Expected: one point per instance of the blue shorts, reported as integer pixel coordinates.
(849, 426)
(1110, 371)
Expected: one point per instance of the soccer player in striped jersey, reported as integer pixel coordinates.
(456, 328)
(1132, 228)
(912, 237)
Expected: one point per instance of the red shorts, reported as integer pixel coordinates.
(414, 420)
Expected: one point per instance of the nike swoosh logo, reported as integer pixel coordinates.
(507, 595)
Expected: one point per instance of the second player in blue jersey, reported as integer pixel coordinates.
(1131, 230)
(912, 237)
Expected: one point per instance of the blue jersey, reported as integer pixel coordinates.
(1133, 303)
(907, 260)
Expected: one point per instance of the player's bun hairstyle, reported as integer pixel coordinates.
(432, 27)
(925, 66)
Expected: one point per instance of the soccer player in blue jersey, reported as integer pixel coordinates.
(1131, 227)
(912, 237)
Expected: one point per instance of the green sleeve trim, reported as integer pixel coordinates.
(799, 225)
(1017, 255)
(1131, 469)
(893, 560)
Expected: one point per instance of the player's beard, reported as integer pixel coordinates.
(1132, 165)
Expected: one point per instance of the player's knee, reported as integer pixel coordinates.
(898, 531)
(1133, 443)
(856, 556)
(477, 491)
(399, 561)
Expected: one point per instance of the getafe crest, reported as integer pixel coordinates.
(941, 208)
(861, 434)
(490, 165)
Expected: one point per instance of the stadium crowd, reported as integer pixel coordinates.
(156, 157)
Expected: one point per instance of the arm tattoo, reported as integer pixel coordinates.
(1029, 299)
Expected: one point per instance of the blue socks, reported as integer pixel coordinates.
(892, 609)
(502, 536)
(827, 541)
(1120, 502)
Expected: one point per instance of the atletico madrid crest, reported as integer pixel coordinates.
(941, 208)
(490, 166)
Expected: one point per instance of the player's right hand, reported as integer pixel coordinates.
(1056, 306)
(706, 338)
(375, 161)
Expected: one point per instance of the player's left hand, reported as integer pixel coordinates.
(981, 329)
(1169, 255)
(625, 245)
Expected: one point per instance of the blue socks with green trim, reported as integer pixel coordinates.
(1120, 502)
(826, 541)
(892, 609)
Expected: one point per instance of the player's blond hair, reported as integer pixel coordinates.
+ + +
**WORK ORDER:** Copy every line of the data above exactly.

**SOLUTION TO THE PROBLEM:**
Expected: one point per instance of the blue shorts, reported as integer pixel coordinates.
(849, 426)
(1110, 371)
Expected: one point per instance of the soccer player in striped jersey, reported as integer pixel coordinates.
(456, 328)
(1132, 228)
(912, 237)
Expected: one point per instance of the red shorts, reported as integer pixel coordinates.
(414, 420)
Expected: one point per instance of the nike swoosh logo, reported as integer pixel coordinates.
(507, 595)
Expected: one point per instance of the second player in blue jersey, reported as integer pixel coordinates.
(1131, 230)
(912, 237)
Expected: one point per instance of the blue jersey, reported as integer pixel coordinates.
(1133, 303)
(907, 260)
Expected: one point per instance of the player's bun hairstyle, reported as integer pixel coordinates.
(432, 27)
(925, 66)
Expected: one point per instance of the soccer player in blue jersey, reported as integer pixel coordinates.
(1131, 227)
(912, 237)
Expected: one point per instance of the green sleeve trim, reported as integer pixel coordinates.
(799, 225)
(1017, 255)
(1131, 469)
(893, 560)
Expected: one point per instance of the player's beard, reported as integer pixel coordinates.
(1132, 165)
Expected: one point per instance of the player's knee, reported as integer pixel coordinates.
(898, 531)
(1133, 443)
(856, 556)
(477, 491)
(399, 561)
Expected: one point per instance of the getafe crest, reported as integer pixel coordinates.
(941, 208)
(861, 434)
(490, 165)
Expected: one point per instance of the stadium crowd, reported as integer pixel coordinates.
(156, 157)
Expected: one point per instance of the arm tattoo, reported as integer pixel coordinates.
(1029, 299)
Expected: one point per instance of the blue socks, reported as integer pixel coordinates.
(892, 609)
(502, 536)
(827, 541)
(1120, 502)
Expected: one point per instance of the atletico madrid crest, reported as integer pixel coordinates.
(941, 208)
(490, 166)
Expected: one point per instance of the player's right hand, reported as integer pixel coordinates.
(1056, 306)
(706, 338)
(375, 161)
Expected: one point per instance of the player's left hand, reported as integer pixel coordinates.
(981, 329)
(1169, 255)
(625, 245)
Expected: one point per instance of the blue socks with green trim, reported as integer pixel coordinates.
(1120, 502)
(826, 541)
(892, 609)
Expected: one point per instance of the player's blond hair, reported as integer pixel coordinates.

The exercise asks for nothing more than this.